When I discovered this Classic
I found this Classic on Forbidden Planet’s list of 50 must-read SF books.
Why I chose to read it
I’d never heard of Joanna Russ (the highest-ranked female author on the list after Ursula Le Guin), and it seemed like a good opportunity to discover a new (to me) author.
What makes it a Classic
May’s Classic has the distinction of being both Classic Sci-Fi (an innovative take on time travel and parallel worlds), and a Feminist Classic (the novel looks at four different scenarios of possible interactions between men and women).

### [Data below]

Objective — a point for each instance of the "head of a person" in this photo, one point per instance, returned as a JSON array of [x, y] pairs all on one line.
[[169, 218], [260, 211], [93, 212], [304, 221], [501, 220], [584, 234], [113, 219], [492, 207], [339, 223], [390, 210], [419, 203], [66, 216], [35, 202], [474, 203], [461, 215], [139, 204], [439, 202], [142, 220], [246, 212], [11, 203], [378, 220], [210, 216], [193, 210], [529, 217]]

### [Required actions]
a – In the Joanna Russ review, repeat word for word the part that opens with the words containing "When I discovered" and closes with "(to me) author.".
b – Carry on the Joanna Russ review from its final sentence.

### [Task results]
a –
When I discovered this Classic
I found this Classic on Forbidden Planet’s list of 50 must-read SF books.
Why I chose to read it
I’d never heard of Joanna Russ (the highest-ranked female author on the list after Ursula Le Guin), and it seemed like a good opportunity to discover a new (to me) author.

b –
What I thought of this Classic
The novel is about four different women, who are potential past-present-futures of the same person (genetically speaking). The author avoids the common paradoxes of time travel by situating the past, and futures, in parallel worlds, with Joanna (a self-insert persona of the author) representing the present of ‘our’ world at the time of writing. The narration skips between the different women, often in the form of a stream of consciousness, and their interactions with each other allow us to imagine different cultural perspectives on women. I don’t feel the shifting stream of consciousness worked very well, as I was often unsure who was speaking – this may have been deliberate (to emphasize the genetic connection between them) but I just found it frustrating. Similarly, while the ideas in the novel are interesting, the lack of an actual story made it feel like polemic. I think a good novel in any genre can tell a gripping story, while also questioning the status quo, and in a choice between that and an experiment like The Female Man, I will always opt for the former.
Will it stay a Classic
Hard to say. It doesn’t strike me as being particularly well-known even now.
Who would you recommend this to
People who enjoy experimental fiction.